▶ [Given text]:
--*--
Pursuant to section 134 (3) (n) of the Companies Act, 2013 & under regulation 21 of the SEBI (Listing obligations and disclosure requirements) Regulations, 2015, the company has adopted risk management policies to monitor the business. Business Risk Evaluation and Management (BRM) is an on-going process within the Organization. The Company has a robust risk management framework to identify, monitor and minimize risks as also identify business opportunities.

The objectives and scope of the Risk Management Committee broadly reviews:

- Oversight of risk management performed by the executive management;

- The BRM policy and framework formulated in line with local legal requirements and SEBI guidelines;

- Risks and evaluate treatment including initiating mitigation actions and ownership as per a pre-defined cycle;

- Defining framework for identification, assessment, monitoring, and mitigation and reporting of risks.

- Within its overall scope as aforesaid, the Company shall review risks trends, exposure, and potential impact analysis and mitigation plan.

23. CONSERVATION OF ENERGY, TECHNOLOGY ABSORPTION AND FOREIGN EXCHANGE EARNINGS AND OUTGO:

INFORMATION IN ACCORDANCE WITH THE PROVISIONS OF SECTION 134 (3)(M) OF THE COMPANIES ACT, 2013 READ WITH RULE 8(3) OF THE COMPANIES RULES, 2014.
--*--
▶ [Information provided]:
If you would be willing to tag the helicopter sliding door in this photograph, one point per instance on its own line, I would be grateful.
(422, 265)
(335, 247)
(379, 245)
--*--
▶ [Exercise brief]: Copy from the risk management passage word for word, beginning at "- Defining framework" and stopping after "COMPANIES RULES, 2014.". The listing plays no part here.

▶ [Output for this task]:
- Defining framework for identification, assessment, monitoring, and mitigation and reporting of risks.

- Within its overall scope as aforesaid, the Company shall review risks trends, exposure, and potential impact analysis and mitigation plan.

23. CONSERVATION OF ENERGY, TECHNOLOGY ABSORPTION AND FOREIGN EXCHANGE EARNINGS AND OUTGO:

INFORMATION IN ACCORDANCE WITH THE PROVISIONS OF SECTION 134 (3)(M) OF THE COMPANIES ACT, 2013 READ WITH RULE 8(3) OF THE COMPANIES RULES, 2014.